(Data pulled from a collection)
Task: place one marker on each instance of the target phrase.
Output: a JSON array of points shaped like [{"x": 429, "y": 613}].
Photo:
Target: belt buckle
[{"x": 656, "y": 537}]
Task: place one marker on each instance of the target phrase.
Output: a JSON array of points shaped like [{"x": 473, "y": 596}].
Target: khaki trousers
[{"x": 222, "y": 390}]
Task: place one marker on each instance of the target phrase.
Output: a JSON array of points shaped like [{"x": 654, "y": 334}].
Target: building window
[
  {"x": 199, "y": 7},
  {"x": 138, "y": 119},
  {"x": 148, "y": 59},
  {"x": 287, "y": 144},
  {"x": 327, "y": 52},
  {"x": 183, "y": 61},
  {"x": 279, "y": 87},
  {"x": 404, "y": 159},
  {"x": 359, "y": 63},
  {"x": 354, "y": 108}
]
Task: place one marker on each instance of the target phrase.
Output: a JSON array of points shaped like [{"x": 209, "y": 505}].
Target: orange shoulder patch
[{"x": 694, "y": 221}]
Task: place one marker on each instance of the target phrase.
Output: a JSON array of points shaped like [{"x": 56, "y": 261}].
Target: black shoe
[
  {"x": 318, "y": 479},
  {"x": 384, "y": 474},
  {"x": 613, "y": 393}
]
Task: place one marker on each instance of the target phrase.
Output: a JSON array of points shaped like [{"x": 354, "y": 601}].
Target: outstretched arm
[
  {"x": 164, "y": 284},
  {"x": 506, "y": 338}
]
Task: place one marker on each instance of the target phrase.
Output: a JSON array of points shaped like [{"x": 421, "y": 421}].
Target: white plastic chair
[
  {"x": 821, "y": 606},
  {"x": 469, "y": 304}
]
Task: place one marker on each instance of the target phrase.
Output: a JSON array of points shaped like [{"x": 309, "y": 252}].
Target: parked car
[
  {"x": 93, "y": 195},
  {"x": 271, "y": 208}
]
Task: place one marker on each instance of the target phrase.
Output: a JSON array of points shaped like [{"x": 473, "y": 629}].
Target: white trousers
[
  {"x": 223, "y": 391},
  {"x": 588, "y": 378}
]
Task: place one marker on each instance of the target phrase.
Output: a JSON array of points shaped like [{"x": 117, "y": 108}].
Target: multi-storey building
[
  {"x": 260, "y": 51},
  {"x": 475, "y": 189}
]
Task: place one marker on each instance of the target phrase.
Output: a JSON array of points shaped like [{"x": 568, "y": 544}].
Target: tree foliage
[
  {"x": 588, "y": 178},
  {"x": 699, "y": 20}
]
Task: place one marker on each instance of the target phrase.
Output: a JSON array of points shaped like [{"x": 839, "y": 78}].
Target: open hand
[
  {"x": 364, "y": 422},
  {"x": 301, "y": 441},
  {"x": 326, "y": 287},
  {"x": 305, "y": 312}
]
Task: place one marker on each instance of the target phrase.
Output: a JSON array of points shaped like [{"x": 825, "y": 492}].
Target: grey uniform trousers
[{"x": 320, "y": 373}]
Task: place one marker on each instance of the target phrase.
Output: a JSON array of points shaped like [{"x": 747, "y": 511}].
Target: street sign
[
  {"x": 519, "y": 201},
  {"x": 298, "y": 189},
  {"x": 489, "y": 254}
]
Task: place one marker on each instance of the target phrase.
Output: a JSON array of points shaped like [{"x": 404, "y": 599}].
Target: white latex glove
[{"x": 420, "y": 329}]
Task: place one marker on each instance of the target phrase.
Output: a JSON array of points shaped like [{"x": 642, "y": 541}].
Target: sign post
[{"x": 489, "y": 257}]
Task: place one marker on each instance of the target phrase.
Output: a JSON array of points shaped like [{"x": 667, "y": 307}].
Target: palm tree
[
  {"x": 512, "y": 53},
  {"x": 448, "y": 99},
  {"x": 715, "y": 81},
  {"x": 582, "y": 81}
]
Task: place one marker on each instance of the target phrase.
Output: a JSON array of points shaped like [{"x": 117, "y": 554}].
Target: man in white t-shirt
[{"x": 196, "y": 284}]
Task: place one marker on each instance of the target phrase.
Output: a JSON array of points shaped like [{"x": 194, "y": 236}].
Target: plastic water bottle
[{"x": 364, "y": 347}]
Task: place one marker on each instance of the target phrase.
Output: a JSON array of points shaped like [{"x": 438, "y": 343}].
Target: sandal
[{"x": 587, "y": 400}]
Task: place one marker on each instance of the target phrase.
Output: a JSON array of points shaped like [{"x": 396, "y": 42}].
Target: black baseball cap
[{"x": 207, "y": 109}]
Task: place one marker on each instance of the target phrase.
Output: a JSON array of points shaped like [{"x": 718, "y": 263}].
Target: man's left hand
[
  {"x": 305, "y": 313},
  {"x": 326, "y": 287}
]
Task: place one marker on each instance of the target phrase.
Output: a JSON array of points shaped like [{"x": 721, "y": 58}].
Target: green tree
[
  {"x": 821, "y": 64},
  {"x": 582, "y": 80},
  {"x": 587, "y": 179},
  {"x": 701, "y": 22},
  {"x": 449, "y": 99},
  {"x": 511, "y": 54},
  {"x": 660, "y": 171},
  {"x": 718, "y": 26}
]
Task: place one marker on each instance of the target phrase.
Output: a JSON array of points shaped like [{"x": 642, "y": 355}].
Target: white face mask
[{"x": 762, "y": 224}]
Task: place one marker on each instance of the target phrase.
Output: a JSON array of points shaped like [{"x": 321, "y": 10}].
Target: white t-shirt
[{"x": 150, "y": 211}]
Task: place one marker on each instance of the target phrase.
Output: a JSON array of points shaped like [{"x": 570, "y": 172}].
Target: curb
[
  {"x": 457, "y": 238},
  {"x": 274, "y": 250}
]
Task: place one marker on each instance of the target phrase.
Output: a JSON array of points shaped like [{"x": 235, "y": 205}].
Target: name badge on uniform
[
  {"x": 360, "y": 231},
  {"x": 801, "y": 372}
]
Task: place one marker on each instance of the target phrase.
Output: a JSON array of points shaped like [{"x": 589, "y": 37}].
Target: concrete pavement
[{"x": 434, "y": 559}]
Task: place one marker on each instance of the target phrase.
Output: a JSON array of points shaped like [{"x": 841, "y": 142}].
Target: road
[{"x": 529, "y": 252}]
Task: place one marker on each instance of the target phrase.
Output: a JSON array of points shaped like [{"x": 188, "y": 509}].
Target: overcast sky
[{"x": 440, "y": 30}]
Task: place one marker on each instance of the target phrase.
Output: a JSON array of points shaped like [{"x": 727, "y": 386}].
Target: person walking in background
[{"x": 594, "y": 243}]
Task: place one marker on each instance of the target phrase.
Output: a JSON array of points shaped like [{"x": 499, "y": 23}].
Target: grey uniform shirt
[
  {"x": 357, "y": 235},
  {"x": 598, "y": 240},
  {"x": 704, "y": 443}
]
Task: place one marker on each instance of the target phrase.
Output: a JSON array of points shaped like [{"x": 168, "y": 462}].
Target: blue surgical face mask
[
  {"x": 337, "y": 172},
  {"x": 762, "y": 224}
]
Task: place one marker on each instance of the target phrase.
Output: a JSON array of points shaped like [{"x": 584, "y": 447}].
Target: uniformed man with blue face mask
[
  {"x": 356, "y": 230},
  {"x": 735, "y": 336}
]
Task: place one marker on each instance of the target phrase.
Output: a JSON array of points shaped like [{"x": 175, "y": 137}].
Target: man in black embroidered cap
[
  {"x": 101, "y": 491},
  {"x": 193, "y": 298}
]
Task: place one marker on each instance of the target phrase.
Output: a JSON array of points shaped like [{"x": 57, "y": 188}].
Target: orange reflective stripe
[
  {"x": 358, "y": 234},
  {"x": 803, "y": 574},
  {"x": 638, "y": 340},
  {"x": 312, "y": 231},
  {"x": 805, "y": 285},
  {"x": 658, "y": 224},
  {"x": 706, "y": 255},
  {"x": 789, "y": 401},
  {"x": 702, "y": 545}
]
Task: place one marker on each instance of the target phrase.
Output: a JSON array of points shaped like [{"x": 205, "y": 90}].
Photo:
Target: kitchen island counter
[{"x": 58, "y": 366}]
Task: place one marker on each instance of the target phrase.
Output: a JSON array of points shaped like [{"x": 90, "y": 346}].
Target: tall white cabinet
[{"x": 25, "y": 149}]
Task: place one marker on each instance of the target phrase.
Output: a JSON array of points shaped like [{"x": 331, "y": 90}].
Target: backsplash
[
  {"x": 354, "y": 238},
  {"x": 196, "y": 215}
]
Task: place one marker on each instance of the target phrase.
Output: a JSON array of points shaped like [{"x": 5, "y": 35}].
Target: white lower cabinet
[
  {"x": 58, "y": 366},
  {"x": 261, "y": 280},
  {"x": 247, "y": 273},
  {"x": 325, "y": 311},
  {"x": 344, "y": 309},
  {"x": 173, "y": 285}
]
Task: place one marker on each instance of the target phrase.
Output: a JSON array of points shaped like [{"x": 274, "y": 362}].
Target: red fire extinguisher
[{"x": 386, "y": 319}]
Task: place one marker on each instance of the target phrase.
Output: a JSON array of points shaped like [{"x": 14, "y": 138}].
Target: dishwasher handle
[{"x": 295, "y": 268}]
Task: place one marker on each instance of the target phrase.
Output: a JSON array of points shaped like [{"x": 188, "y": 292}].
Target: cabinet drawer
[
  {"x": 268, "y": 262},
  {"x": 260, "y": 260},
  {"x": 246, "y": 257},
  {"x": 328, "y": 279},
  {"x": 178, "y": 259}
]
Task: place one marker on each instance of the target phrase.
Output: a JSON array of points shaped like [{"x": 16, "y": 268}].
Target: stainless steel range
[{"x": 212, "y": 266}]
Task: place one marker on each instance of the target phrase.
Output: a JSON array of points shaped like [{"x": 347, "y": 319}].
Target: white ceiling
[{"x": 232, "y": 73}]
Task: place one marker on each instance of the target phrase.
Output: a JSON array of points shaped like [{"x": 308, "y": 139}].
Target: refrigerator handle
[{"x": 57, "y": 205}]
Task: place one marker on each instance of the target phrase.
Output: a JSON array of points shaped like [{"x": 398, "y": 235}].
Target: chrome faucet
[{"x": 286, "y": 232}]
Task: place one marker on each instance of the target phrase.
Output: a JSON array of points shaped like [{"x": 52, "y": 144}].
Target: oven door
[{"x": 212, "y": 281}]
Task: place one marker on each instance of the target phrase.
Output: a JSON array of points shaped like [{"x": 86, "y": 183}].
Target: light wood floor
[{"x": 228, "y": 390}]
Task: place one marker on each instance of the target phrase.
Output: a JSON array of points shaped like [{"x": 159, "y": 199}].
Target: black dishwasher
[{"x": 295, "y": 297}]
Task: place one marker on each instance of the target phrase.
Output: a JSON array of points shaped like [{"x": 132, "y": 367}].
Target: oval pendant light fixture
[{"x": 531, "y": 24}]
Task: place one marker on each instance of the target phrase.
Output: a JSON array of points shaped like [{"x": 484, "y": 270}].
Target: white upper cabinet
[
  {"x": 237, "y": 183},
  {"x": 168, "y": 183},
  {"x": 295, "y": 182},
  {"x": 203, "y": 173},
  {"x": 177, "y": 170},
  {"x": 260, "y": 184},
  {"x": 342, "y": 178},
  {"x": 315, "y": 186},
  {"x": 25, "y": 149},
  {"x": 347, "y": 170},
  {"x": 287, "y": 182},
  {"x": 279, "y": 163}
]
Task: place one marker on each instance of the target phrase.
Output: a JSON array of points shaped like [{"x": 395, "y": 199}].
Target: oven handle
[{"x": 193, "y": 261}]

- **INSTRUCTIONS FOR THE TASK**
Count the lines of the listing above that contain the word "white", and give only the number.

- **WRITTEN SOLUTION**
10